To be done:
(1) In the heart rate monitor issue thread below, restate the paragraph beginning "They are sent by bluetooth" as a short bulleted list that keeps its main facts.
(2) Extend the heart rate monitor issue thread below by writing what comes after its final comment.

Document extract:
********************

Open 0x0000ff opened this issue 2 years ago • 10 comments

Verification

  • [X] I searched for similar bug reports (including closed issues) and found none was relevant.

What happened?

The heartrate monitor will sporadically jump to 000, and will sometimes stay at that value. for a long time

What should happen instead?

No response

Reproduction steps

Wearing the watch, I select the heart rate app and leave it running.

More details?

No response

Version

v1.13.0

Companion app

Not currently paired with phone.

0x0000ff avatar Oct 06 '23 21:10 0x0000ff

Isn't this is the expected behavior when the measurement fails?

Edit: if it is, the watch should communicate that state better.

minacode avatar Oct 07 '23 10:10 minacode

Yeah, when the algorithm can't find a clean signal it reports 0

Would --- make more sense than 000? I think that'd be better - same goes for watchfaces (they could be just -) or even an ascii spinner if we're feeling a bit fun

mark9064 avatar Oct 07 '23 15:10 mark9064

Yeah, when the algorithm can't find a clean signal it reports 0

Would --- make more sense than 000? I think that'd be better - same goes for watchfaces (they could be just -) or even an ascii spinner if we're feeling a bit fun

I agree with this. --- would match what's standard for a null reading on most devices.

I think feeding back a null value for watchface designers to choose how to handle might be good? Some of the fancier custom watch faces wouldn't suit an ascii spininer in my opinon.

hellodarkness avatar Oct 08 '23 14:10 hellodarkness

Are these false zero values sent via Bluetooth? Might be correct to send nothing instead, if they are.

minacode avatar Oct 08 '23 23:10 minacode

They are sent by bluetooth, but it's the way to go there. There's no way in the bluetooth specification to signal that there is no value available, so zero is recognised as a null there. The only flag is to say whether sensor touch is present, and that's something quite different from an algorithm not being able to lock onto the HR.

mark9064 avatar Oct 09 '23 21:10 mark9064

Shouldn't we have another flag for "no good measurement" then? It's nice that the algorithm has the detection, but I think that we can use it better.

********************

Recorded data:
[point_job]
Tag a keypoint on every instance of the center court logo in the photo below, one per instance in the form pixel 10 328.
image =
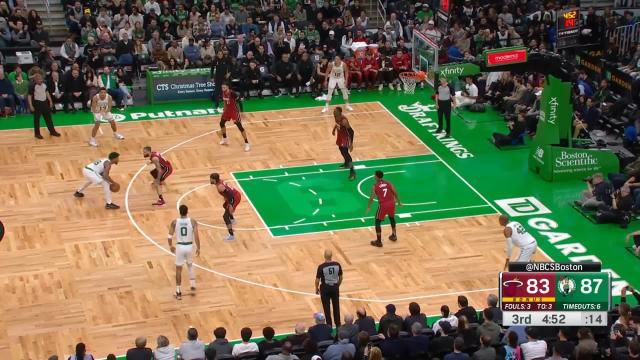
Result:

********************

Final answers:
(1)
- The zero values are sent over Bluetooth.
- The Bluetooth specification has no way to signal that no value is available, so zero is recognized as a null.
- The only flag says whether sensor touch is present.
- Sensor touch is quite different from the algorithm being unable to lock onto the heart rate.

(2)
minacode avatar Oct 10 '23 12:10 minacode

For bluetooth - no, as the characteristic is standardised. Every BLE device exposing heart rate values does so in the exact same format (in the BT SIG GATT spec)

On the watch - well there are only 3 states: off, on + no reading, on + reading. Arguably, there's also on + waiting for data (when it's just been started), but this is lumped into on + no reading currently. Currently, the on + no reading state reports a 0 on watchfaces / the HR app, and the idea here is to display --- / - instead of 0

I wasn't sure of the purpose of the flag you suggested here - these are the two ways I can interpret it. Or did you mean something else?

mark9064 avatar Oct 10 '23 16:10 mark9064

Yes, that was helpful. Let me rephrase my question: Do we send 0 via Bluetooth when the state is on + no reading?

minacode avatar Oct 10 '23 18:10 minacode

Let's think about only reading the heart rate characteristic for a second (rather than notifications). Bluetooth characteristics (supporting read) always have a value present. So even if the sensor is completely off, the heart rate characteristic must have a value for the bpm (an integer). The only value that makes sense here is 0.

Since we always keep the state of client subscribed with notifications consistent with the value returned by reading a characteristic, it is correct to send a 0 whenever a value isn't available.

mark9064 avatar Oct 11 '23 00:10 mark9064

Ok, thank you!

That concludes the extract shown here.